#### [WHAT THE EXERCISE ASKS]
Every record, down to the last line, must be given again exactly.

RECORD EXCERPTS Block Start

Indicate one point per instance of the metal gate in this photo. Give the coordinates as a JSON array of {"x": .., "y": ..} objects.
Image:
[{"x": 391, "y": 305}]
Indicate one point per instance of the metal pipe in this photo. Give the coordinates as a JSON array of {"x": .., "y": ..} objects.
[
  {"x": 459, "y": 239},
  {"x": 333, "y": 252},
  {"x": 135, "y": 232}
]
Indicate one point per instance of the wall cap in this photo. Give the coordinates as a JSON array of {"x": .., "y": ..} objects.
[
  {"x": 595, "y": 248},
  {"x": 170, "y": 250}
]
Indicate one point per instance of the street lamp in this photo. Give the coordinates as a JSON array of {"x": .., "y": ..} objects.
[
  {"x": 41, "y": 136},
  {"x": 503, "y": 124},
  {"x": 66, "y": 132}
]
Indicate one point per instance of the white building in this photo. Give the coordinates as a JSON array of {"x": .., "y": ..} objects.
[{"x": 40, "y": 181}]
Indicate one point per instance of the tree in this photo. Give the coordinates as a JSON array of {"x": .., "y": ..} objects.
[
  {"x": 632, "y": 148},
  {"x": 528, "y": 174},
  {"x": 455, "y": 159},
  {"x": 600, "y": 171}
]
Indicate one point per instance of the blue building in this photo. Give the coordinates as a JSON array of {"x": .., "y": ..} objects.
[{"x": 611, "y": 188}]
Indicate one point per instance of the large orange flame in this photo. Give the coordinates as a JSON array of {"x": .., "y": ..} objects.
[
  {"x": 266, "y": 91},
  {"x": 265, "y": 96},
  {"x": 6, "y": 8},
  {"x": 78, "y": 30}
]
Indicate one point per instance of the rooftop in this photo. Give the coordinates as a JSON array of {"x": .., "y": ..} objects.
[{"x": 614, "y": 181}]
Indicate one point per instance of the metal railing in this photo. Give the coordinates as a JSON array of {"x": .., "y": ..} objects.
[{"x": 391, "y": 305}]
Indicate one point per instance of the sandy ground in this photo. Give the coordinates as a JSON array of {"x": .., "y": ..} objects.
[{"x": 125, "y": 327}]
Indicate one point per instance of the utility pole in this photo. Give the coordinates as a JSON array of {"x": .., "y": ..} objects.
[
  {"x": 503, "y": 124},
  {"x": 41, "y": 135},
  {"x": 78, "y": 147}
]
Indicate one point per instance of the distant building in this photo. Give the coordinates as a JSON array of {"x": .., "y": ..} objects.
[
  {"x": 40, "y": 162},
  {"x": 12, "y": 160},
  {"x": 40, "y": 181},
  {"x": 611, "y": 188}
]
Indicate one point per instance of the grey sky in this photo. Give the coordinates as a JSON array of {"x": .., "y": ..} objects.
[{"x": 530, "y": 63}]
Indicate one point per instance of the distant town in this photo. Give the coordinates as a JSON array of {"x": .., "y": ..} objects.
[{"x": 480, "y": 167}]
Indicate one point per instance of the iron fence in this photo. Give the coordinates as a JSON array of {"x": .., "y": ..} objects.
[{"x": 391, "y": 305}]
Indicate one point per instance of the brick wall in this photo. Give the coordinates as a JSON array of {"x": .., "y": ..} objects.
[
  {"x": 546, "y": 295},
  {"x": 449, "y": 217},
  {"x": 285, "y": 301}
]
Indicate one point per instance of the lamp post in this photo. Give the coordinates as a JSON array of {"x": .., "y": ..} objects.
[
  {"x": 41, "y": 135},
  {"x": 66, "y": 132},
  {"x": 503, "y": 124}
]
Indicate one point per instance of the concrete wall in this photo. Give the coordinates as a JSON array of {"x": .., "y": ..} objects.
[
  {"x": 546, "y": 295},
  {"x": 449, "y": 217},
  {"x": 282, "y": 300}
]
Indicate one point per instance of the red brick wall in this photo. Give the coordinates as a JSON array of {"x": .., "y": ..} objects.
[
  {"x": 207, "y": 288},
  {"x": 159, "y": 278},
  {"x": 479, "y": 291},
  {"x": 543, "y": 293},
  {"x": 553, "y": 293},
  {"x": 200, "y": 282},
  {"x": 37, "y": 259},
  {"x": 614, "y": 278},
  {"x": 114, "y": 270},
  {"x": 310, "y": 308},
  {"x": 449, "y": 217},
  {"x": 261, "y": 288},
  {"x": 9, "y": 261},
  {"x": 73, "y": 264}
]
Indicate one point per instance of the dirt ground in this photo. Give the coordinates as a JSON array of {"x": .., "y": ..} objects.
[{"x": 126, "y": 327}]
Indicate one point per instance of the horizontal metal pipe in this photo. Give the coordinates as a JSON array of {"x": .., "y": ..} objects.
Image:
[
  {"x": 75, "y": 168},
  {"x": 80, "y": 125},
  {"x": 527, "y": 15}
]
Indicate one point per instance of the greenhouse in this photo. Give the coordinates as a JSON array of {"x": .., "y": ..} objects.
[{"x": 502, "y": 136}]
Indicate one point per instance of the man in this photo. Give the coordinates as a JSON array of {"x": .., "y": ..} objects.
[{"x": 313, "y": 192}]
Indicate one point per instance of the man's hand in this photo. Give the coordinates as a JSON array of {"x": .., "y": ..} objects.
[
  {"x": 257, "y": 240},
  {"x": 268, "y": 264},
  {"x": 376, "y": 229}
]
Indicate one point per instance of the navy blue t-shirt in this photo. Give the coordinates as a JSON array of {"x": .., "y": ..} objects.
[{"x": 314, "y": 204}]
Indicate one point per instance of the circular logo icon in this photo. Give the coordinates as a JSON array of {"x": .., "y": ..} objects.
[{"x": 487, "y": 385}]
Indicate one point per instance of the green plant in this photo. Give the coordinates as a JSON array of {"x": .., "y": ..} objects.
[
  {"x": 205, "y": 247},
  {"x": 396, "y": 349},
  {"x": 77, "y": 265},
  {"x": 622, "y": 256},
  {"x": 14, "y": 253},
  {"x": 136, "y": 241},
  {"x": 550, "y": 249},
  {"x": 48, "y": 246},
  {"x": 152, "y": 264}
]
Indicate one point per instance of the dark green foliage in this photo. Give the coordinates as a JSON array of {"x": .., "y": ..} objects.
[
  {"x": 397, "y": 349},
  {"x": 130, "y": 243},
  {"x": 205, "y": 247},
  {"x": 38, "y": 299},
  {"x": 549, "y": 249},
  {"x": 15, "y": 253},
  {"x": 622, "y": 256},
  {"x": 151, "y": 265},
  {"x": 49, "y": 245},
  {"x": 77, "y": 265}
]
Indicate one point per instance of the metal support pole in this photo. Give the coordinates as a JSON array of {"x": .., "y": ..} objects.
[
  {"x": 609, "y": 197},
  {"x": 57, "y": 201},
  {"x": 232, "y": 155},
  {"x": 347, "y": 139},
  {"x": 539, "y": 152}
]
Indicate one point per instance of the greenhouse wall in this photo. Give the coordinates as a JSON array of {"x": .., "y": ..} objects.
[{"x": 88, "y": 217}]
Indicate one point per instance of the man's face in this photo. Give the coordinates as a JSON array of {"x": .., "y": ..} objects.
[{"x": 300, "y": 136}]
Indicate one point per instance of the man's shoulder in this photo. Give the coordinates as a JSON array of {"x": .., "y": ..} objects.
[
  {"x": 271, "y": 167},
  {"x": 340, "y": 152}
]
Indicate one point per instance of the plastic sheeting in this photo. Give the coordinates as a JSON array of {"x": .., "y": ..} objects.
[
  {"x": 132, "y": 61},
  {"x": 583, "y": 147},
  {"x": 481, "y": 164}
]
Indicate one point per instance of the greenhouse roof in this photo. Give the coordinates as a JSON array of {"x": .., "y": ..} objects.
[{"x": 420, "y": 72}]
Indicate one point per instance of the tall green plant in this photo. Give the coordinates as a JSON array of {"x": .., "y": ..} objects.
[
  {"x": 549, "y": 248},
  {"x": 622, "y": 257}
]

RECORD EXCERPTS Block End

#### [TASK RESULT]
Indicate one point per instance of the metal gate in this photo. Give the coordinates as a JSON array of {"x": .., "y": ..} objects.
Image:
[{"x": 391, "y": 305}]
Indicate one point per instance of the metal pipe in this photo. Give the coordinates as a JSON array of {"x": .., "y": ..} objects.
[
  {"x": 459, "y": 239},
  {"x": 333, "y": 252},
  {"x": 135, "y": 232}
]
Indicate one point per instance of the wall cap in this photo. Give the coordinates as a JSON array of {"x": .., "y": ..} objects.
[
  {"x": 595, "y": 248},
  {"x": 170, "y": 250}
]
Indicate one point per instance of the street lamp in this photo. Give the coordinates as a JSON array of {"x": .., "y": ..} objects.
[
  {"x": 41, "y": 136},
  {"x": 503, "y": 124},
  {"x": 66, "y": 132}
]
Indicate one point per instance of the white building in this photo. Give the coordinates as a JSON array of {"x": .., "y": ..} objects.
[{"x": 40, "y": 181}]
Indicate one point per instance of the tree in this photo. Give the coordinates as a JSON array of {"x": .., "y": ..} objects.
[
  {"x": 632, "y": 148},
  {"x": 528, "y": 174},
  {"x": 455, "y": 159},
  {"x": 600, "y": 171}
]
Indicate one point per instance of the blue building in this photo. Give the coordinates as a JSON array of {"x": .., "y": ..} objects.
[{"x": 611, "y": 188}]
Indicate one point per instance of the large orange flame in this photo. Give the coordinates as a JSON array of {"x": .., "y": ..} objects.
[
  {"x": 266, "y": 91},
  {"x": 265, "y": 96},
  {"x": 6, "y": 8},
  {"x": 78, "y": 30}
]
Indicate one point per instance of the rooftop in this photo. Give the coordinates as a JSON array of {"x": .., "y": ..} objects.
[{"x": 614, "y": 181}]
Indicate one point per instance of the metal railing in this photo. Give the coordinates as a JSON array of {"x": .., "y": ..} objects.
[{"x": 391, "y": 305}]
Indicate one point per instance of the sandy ground in this photo. Give the coordinates as a JSON array of {"x": .., "y": ..} objects.
[{"x": 125, "y": 327}]
Indicate one point per instance of the utility pole in this photo. Give the coordinates as a JSON array of {"x": .., "y": ..} objects.
[
  {"x": 503, "y": 124},
  {"x": 41, "y": 135},
  {"x": 78, "y": 147}
]
Indicate one point per instance of the distant building in this photo. Give the coordinates as a JSON array of {"x": .., "y": ..} objects.
[
  {"x": 40, "y": 162},
  {"x": 12, "y": 160},
  {"x": 40, "y": 181},
  {"x": 611, "y": 188}
]
Indicate one point per instance of the grey sky in this photo. Give the coordinates as a JSON array of {"x": .., "y": ..} objects.
[{"x": 530, "y": 63}]
Indicate one point per instance of the distant town in this photo. Give the coordinates as a JSON array of {"x": .., "y": ..} objects.
[{"x": 480, "y": 167}]
Indicate one point per instance of the iron fence in this photo. Give the coordinates as a JSON array of {"x": .., "y": ..} objects.
[{"x": 391, "y": 305}]
Indicate one point per instance of the brick wall in this photo. Give the coordinates as a JSON array of {"x": .., "y": ..} objects.
[
  {"x": 546, "y": 295},
  {"x": 449, "y": 217},
  {"x": 285, "y": 301}
]
Indicate one point per instance of the lamp post in this photo. Give the coordinates as a JSON array of {"x": .., "y": ..} objects.
[
  {"x": 41, "y": 135},
  {"x": 66, "y": 132},
  {"x": 503, "y": 124}
]
Indicate one point per instance of the concrete wall in this photo. Give the coordinates as a JSON array of {"x": .., "y": ..} objects.
[
  {"x": 546, "y": 295},
  {"x": 449, "y": 217},
  {"x": 282, "y": 300}
]
Indicate one point per instance of the red brick wall in this photo. Give the coordinates as a JSON array of {"x": .., "y": ..} objects.
[
  {"x": 207, "y": 288},
  {"x": 159, "y": 278},
  {"x": 479, "y": 291},
  {"x": 543, "y": 293},
  {"x": 553, "y": 293},
  {"x": 200, "y": 282},
  {"x": 37, "y": 259},
  {"x": 614, "y": 278},
  {"x": 114, "y": 270},
  {"x": 310, "y": 308},
  {"x": 449, "y": 217},
  {"x": 261, "y": 288},
  {"x": 9, "y": 261},
  {"x": 73, "y": 264}
]
Indicate one point per instance of the dirt ground in this photo. Give the coordinates as a JSON array of {"x": .., "y": ..} objects.
[{"x": 126, "y": 327}]
Indicate one point per instance of the horizontal metal pipe in this photo. Give the coordinates as a JSON array of {"x": .., "y": ..} objects.
Image:
[
  {"x": 75, "y": 168},
  {"x": 80, "y": 125},
  {"x": 527, "y": 15}
]
Indicate one point per instance of the greenhouse in this photo. Give the coordinates as a JSON array of {"x": .., "y": ..} objects.
[{"x": 502, "y": 136}]
Indicate one point per instance of the man in this photo. Give the coordinates as a JSON array of {"x": .., "y": ..} objects.
[{"x": 313, "y": 192}]
Indicate one point per instance of the man's hand in this photo. Give the coordinates as a JSON array of {"x": .., "y": ..} objects.
[
  {"x": 257, "y": 240},
  {"x": 268, "y": 264},
  {"x": 376, "y": 229}
]
Indicate one point per instance of the navy blue t-shirt in this photo. Give the coordinates as a JSON array of {"x": .., "y": ..} objects.
[{"x": 314, "y": 204}]
Indicate one point per instance of the circular logo icon in this photo. Give the coordinates as a JSON array of {"x": .., "y": ..} objects.
[{"x": 487, "y": 385}]
Indicate one point per instance of the green plant in this photo. Give the coordinates as a JSON array of {"x": .., "y": ..} objects.
[
  {"x": 205, "y": 247},
  {"x": 396, "y": 349},
  {"x": 77, "y": 265},
  {"x": 622, "y": 256},
  {"x": 14, "y": 253},
  {"x": 136, "y": 241},
  {"x": 550, "y": 249},
  {"x": 48, "y": 246},
  {"x": 152, "y": 264}
]
Indicate one point per instance of the dark green foliage in this photo. Give the coordinates as a JSON array of {"x": .., "y": ..} objects.
[
  {"x": 397, "y": 349},
  {"x": 130, "y": 243},
  {"x": 205, "y": 247},
  {"x": 38, "y": 299},
  {"x": 549, "y": 249},
  {"x": 15, "y": 253},
  {"x": 622, "y": 256},
  {"x": 151, "y": 265},
  {"x": 49, "y": 245},
  {"x": 77, "y": 265}
]
Indicate one point per instance of the metal support pole in this photo. Give the coordinates as a JSON array of {"x": .., "y": ..} objects.
[
  {"x": 609, "y": 197},
  {"x": 57, "y": 201},
  {"x": 232, "y": 155},
  {"x": 347, "y": 139},
  {"x": 539, "y": 152}
]
Indicate one point per instance of the greenhouse wall in this photo. Give the coordinates as a JSON array of {"x": .., "y": ..} objects.
[{"x": 88, "y": 217}]
Indicate one point per instance of the man's face in this photo. Give the coordinates as a JSON array of {"x": .., "y": ..} objects.
[{"x": 300, "y": 136}]
Indicate one point per instance of the man's shoulder in this photo. Give the coordinates as a JSON array of {"x": .., "y": ..} objects.
[
  {"x": 271, "y": 167},
  {"x": 340, "y": 152}
]
Indicate one point per instance of the plastic sheeting in this photo. Give the coordinates as a JSON array of {"x": .., "y": ..} objects.
[
  {"x": 132, "y": 61},
  {"x": 583, "y": 147},
  {"x": 481, "y": 164}
]
Indicate one point per instance of the greenhouse roof in this photo. Give the coordinates as a JSON array of {"x": .., "y": ..} objects.
[{"x": 420, "y": 72}]
Indicate one point per instance of the tall green plant in this photo. Give the coordinates as a JSON array of {"x": .., "y": ..} objects.
[
  {"x": 549, "y": 248},
  {"x": 622, "y": 257}
]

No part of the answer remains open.